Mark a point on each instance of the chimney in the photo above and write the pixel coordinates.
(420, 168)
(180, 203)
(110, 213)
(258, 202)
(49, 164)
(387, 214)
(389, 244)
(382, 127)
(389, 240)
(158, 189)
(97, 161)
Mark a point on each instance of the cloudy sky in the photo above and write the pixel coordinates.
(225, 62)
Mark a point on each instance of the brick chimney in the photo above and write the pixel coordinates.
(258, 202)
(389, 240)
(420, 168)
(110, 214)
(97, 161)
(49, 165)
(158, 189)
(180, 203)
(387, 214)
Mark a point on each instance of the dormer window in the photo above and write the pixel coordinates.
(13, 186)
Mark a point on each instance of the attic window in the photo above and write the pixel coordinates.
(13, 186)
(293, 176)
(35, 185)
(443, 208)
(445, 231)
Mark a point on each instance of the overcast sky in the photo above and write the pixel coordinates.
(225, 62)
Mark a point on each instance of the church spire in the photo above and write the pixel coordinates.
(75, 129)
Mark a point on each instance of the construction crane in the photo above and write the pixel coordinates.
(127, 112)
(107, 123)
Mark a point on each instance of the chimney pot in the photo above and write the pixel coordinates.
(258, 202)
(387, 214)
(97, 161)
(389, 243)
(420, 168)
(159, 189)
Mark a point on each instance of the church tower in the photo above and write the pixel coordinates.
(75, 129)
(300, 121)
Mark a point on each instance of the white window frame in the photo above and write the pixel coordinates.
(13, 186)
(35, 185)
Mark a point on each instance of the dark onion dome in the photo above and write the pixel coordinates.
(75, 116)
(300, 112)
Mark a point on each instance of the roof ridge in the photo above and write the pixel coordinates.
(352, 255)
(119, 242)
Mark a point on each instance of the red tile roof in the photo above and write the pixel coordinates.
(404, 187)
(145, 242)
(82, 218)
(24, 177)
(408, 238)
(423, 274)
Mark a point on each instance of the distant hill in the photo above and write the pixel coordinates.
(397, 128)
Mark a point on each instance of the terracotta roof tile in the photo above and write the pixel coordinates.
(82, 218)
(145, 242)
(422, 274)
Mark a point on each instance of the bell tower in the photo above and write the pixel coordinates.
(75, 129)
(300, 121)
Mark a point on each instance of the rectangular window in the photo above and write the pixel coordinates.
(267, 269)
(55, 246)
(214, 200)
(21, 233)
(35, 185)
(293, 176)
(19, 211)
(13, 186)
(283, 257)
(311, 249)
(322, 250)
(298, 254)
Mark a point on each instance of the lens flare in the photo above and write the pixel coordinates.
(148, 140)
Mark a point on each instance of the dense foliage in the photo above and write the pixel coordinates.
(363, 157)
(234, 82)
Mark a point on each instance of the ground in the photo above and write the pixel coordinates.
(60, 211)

(Short task)
Start at the line containing "Mark a point on each instance of the terracotta" and continue to the end of the material, rewriting those lines with "bell tower" changed to "clock tower" and everything else left as it is.

(Result of the task)
Mark a point on each instance of the terracotta roof tile in the photo above and write the pixel coordinates.
(82, 218)
(145, 242)
(422, 274)
Mark a point on each instance of the clock tower in the photo above and write the pixel coordinates.
(75, 129)
(300, 121)
Mark a point on each instance of the rectangular window in the photo above and write the pixel coordinates.
(267, 269)
(55, 246)
(214, 200)
(21, 233)
(35, 185)
(293, 176)
(19, 211)
(13, 186)
(283, 257)
(311, 249)
(322, 250)
(298, 254)
Mark a point on each instance of the lens flare in the photo above and write the pixel coordinates.
(148, 140)
Mark a point on each instance of the dense foliage in the photo above and write the pixel coordinates.
(363, 157)
(234, 82)
Mark a point on each instance of the ground in the photo above and write the pixel coordinates.
(60, 211)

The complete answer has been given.